Task to carry out =>
Please reproduce the Trio Mediaeval album page below word for word, in full.

Quoted passage =>
** begin **

Soir, dit-elle

Trio Mediaeval

The Trio Mediaeval made a powerful impact in 2001 with their debut album “Words of the Angel”, their highly distinctive "Scandinavian" vocal sound bringing something fresh to the performance of sacred music. “Soir, dit-elle”, with equal persuasiveness, reverses the ratio of old to new music… The uniqueness of their vocal blend has encouraged composers Gavin Bryars, Ivan Moody, Andrew Smith and Oleh Harkavyy to write new music for the three women singers. Contemporary works are here interwoven with the “Alma redemtoris” mass of Leonel Power, the great English composer and theorist who ranks alongside Dunstable as one of the defining forces of 15th century sacred music.

Featured Artists Recorded

April 2003, Propstei St. Gerold

Original Release Date

16.01.2004

  • 1Kyrie (2002)
    (Oleh Harkavyy, Traditional)
    04:12
  • Missa "Alma redemptoris mater"
    (Leonel Power, Traditional)
  • 2Gloria04:31
  • 3Laude novella (2002)
    (Gavin Bryars, Traditional)
    03:10
  • 4Ave regina gloriosa (2003)
    (Gavin Bryars, Traditional)
    03:57
  • Missa "Alma redemptoris mater"

** end **

[Records excerpted from a collection]

** begin **

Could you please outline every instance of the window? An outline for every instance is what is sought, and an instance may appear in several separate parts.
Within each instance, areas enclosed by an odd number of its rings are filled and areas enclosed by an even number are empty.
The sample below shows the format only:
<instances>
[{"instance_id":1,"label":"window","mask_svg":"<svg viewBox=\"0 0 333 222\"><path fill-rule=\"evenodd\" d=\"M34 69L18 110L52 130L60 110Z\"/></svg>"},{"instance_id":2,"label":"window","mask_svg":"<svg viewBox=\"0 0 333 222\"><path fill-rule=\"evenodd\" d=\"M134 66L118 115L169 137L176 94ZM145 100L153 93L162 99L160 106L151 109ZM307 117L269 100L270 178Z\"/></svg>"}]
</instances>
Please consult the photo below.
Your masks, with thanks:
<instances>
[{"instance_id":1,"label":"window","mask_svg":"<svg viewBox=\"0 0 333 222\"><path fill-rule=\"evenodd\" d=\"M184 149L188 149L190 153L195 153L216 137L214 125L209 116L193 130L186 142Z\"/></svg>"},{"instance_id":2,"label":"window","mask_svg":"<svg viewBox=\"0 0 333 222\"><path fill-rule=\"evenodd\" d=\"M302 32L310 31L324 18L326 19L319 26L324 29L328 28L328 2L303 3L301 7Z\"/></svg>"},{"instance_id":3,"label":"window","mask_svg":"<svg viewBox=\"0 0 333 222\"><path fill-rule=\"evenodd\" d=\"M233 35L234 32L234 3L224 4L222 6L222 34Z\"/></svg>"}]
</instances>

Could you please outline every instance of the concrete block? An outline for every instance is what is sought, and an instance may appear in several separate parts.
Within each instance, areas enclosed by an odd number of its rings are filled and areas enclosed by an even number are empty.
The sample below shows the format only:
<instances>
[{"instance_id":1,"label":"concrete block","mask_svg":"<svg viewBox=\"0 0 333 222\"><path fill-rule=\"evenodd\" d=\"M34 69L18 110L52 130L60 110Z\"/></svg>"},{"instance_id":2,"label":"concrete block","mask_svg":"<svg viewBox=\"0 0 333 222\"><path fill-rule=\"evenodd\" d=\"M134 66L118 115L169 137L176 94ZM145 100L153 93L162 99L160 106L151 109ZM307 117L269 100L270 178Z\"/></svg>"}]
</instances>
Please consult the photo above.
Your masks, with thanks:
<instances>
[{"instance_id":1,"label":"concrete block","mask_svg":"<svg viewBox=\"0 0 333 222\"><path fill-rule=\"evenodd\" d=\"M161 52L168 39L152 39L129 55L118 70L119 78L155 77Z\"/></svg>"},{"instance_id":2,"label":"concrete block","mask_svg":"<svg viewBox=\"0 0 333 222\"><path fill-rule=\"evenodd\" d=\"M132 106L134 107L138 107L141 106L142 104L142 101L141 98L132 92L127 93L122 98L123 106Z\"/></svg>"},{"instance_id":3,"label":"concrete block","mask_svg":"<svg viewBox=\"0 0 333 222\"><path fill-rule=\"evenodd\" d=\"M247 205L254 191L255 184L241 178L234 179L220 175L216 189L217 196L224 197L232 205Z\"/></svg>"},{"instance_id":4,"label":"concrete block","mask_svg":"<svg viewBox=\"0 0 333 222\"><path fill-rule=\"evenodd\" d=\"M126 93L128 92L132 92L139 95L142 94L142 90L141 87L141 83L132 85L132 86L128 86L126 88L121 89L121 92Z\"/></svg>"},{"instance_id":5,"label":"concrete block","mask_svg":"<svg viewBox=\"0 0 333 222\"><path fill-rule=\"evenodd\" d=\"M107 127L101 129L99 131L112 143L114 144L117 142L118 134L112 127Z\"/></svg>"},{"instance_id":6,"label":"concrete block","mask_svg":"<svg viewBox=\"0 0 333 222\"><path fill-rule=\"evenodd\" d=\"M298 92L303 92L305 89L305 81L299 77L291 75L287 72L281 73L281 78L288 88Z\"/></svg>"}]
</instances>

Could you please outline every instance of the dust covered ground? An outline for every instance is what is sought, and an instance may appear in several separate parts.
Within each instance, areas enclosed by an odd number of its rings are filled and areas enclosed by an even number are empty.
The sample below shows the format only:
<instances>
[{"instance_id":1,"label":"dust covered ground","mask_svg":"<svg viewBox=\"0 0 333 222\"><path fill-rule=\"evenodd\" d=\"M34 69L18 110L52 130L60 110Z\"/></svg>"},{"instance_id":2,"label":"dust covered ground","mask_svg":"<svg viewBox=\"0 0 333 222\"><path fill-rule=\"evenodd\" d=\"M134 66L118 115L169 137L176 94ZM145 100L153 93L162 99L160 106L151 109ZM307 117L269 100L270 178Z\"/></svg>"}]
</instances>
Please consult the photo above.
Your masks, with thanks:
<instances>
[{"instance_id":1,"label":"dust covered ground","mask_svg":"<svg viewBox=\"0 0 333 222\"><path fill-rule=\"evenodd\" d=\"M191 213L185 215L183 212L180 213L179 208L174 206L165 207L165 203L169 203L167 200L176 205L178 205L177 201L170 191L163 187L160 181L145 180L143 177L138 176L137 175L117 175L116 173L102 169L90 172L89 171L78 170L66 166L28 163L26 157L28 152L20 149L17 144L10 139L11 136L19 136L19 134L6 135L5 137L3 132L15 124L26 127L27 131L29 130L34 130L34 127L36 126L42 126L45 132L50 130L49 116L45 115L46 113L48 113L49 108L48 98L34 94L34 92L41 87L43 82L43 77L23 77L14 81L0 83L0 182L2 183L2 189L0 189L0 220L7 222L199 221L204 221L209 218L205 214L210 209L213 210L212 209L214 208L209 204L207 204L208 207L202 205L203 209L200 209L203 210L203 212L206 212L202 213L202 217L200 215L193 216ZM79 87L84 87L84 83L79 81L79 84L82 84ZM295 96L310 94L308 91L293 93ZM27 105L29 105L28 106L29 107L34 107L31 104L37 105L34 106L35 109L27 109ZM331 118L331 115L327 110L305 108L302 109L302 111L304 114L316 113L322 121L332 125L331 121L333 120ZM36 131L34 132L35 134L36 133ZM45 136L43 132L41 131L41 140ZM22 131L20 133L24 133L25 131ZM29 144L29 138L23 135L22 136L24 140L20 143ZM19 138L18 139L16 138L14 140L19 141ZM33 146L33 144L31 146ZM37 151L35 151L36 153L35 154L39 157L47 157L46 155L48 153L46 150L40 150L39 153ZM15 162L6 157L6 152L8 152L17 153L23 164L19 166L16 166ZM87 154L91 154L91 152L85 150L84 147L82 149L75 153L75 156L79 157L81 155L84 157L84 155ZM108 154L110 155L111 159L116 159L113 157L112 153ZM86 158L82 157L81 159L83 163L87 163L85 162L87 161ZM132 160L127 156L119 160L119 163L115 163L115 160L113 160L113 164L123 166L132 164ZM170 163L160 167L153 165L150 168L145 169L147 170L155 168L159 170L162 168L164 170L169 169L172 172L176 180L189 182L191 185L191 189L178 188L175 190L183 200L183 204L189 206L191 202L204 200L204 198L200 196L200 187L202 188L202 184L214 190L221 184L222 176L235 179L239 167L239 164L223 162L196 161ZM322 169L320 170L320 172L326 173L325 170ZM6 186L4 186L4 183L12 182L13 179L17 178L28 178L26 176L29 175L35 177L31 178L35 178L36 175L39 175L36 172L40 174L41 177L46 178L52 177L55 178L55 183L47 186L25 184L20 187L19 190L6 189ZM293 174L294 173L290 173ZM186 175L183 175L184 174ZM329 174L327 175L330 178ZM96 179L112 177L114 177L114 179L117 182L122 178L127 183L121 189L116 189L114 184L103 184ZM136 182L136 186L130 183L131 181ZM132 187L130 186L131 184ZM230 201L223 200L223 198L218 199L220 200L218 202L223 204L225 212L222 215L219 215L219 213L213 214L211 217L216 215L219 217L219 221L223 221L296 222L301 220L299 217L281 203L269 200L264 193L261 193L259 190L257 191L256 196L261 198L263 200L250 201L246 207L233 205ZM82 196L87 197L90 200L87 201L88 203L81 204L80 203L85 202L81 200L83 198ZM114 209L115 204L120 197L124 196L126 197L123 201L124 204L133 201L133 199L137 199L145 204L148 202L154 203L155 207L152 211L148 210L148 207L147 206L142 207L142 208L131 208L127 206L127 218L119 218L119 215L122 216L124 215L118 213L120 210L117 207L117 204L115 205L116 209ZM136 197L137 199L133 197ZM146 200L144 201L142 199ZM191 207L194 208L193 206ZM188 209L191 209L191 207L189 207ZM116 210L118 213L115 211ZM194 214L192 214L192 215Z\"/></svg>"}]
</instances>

** end **

Response to this exercise =>
Soir, dit-elle

Trio Mediaeval

The Trio Mediaeval made a powerful impact in 2001 with their debut album “Words of the Angel”, their highly distinctive "Scandinavian" vocal sound bringing something fresh to the performance of sacred music. “Soir, dit-elle”, with equal persuasiveness, reverses the ratio of old to new music… The uniqueness of their vocal blend has encouraged composers Gavin Bryars, Ivan Moody, Andrew Smith and Oleh Harkavyy to write new music for the three women singers. Contemporary works are here interwoven with the “Alma redemtoris” mass of Leonel Power, the great English composer and theorist who ranks alongside Dunstable as one of the defining forces of 15th century sacred music.

Featured Artists Recorded

April 2003, Propstei St. Gerold

Original Release Date

16.01.2004

  • 1Kyrie (2002)
    (Oleh Harkavyy, Traditional)
    04:12
  • Missa "Alma redemptoris mater"
    (Leonel Power, Traditional)
  • 2Gloria04:31
  • 3Laude novella (2002)
    (Gavin Bryars, Traditional)
    03:10
  • 4Ave regina gloriosa (2003)
    (Gavin Bryars, Traditional)
    03:57
  • Missa "Alma redemptoris mater"